WHAT TO PRODUCE: Tell how many lines in the data contain the string "gray", using a single number as the whole reply.
DATA EXCERPTS: Begin
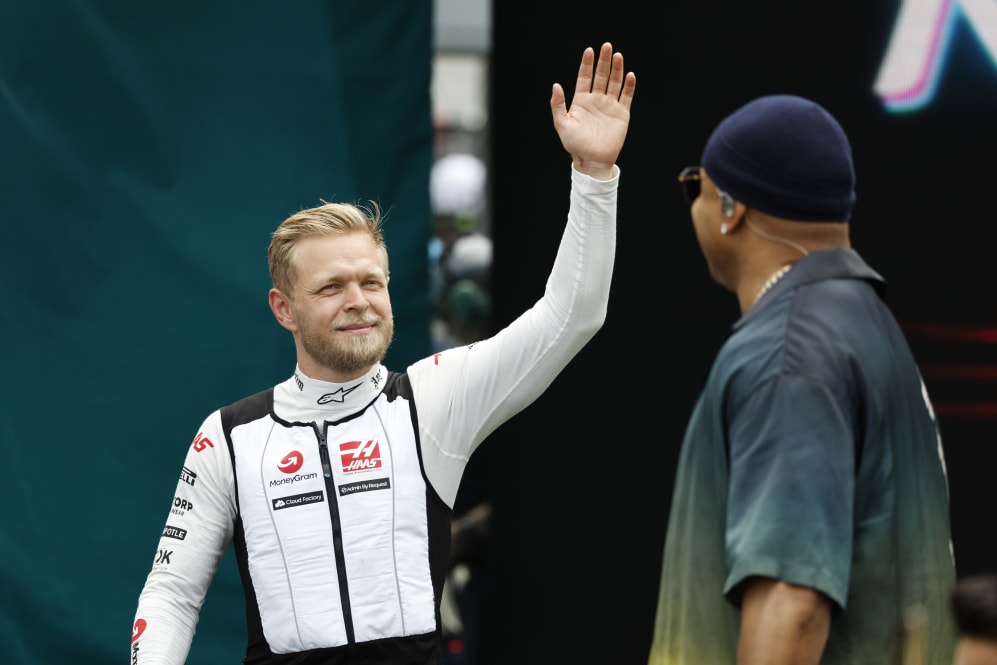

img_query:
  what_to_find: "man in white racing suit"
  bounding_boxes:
[131,41,636,664]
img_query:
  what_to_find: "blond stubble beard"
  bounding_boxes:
[296,311,395,376]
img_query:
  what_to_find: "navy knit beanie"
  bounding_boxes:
[701,94,856,222]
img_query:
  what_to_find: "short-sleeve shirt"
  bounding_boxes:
[648,248,956,665]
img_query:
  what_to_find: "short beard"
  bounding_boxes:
[298,314,395,376]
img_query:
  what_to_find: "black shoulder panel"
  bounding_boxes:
[219,388,272,435]
[381,370,415,402]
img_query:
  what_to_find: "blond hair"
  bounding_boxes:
[268,201,388,296]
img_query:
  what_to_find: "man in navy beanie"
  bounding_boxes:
[647,95,957,664]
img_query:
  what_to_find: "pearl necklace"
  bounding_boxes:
[753,265,792,306]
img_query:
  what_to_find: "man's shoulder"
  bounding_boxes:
[382,369,415,402]
[219,387,274,430]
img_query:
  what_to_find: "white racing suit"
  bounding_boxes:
[131,166,618,664]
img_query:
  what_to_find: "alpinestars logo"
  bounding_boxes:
[339,439,382,473]
[317,383,361,405]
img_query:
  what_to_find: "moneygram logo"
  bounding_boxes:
[278,451,304,474]
[268,471,319,487]
[339,439,382,473]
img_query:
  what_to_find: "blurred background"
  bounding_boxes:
[2,1,996,664]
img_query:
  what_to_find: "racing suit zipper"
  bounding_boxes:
[316,424,356,644]
[318,430,333,478]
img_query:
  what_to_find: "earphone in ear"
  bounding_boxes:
[720,192,735,218]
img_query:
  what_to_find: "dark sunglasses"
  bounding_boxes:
[678,166,701,205]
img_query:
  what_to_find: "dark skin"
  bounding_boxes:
[739,577,831,665]
[690,170,850,315]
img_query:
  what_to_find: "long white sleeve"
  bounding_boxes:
[409,165,619,506]
[131,410,237,664]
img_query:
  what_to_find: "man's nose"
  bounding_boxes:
[342,283,369,309]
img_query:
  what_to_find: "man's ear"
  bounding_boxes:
[269,288,298,332]
[719,191,748,233]
[721,191,736,218]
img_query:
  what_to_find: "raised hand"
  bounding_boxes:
[550,42,636,180]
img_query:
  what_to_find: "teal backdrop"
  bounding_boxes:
[0,2,433,662]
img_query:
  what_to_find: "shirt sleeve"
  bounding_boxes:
[408,165,619,507]
[131,410,237,664]
[723,373,855,609]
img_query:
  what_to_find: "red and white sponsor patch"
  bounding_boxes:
[338,440,382,473]
[132,618,147,642]
[278,451,304,474]
[192,432,214,453]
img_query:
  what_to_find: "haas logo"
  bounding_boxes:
[339,440,383,473]
[278,451,304,474]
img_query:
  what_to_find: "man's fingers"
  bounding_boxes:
[590,42,613,95]
[606,52,625,99]
[619,72,637,110]
[574,46,596,95]
[566,42,635,105]
[550,82,567,119]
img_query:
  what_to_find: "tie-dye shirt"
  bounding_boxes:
[648,248,956,665]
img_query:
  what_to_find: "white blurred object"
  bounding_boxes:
[445,234,492,281]
[431,153,487,217]
[440,564,469,635]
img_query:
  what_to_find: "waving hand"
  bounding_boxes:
[550,42,637,180]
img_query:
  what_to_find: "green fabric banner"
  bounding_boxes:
[0,2,432,662]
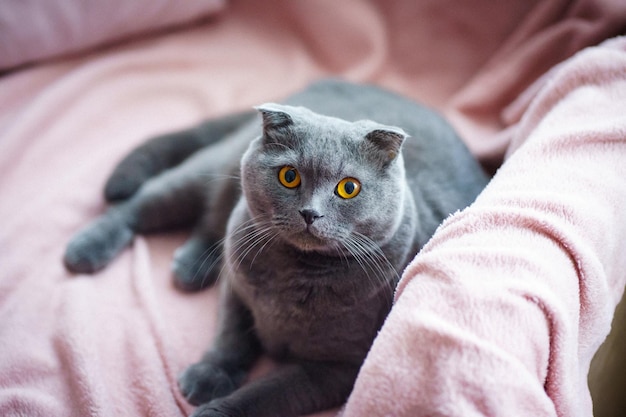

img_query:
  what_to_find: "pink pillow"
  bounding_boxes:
[0,0,226,70]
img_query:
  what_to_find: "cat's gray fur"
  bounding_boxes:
[64,80,488,417]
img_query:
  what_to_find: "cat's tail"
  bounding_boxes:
[63,209,134,274]
[104,110,256,202]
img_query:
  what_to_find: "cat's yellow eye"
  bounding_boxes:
[278,166,301,189]
[336,177,361,199]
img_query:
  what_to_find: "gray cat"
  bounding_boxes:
[64,80,488,417]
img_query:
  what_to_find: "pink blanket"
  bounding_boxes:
[1,1,625,416]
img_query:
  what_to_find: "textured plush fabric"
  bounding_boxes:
[1,1,625,416]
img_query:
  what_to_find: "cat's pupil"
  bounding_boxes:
[285,169,297,183]
[344,181,355,194]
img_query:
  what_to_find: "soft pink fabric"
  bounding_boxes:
[1,1,625,416]
[0,0,226,70]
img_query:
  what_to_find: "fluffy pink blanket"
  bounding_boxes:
[1,1,625,416]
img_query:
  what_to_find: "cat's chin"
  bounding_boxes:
[283,230,335,253]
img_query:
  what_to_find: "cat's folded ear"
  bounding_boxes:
[255,103,294,145]
[363,127,408,167]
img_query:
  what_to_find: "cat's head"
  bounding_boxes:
[240,103,409,254]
DATA EXCERPTS: End
FINISHED TASK: 2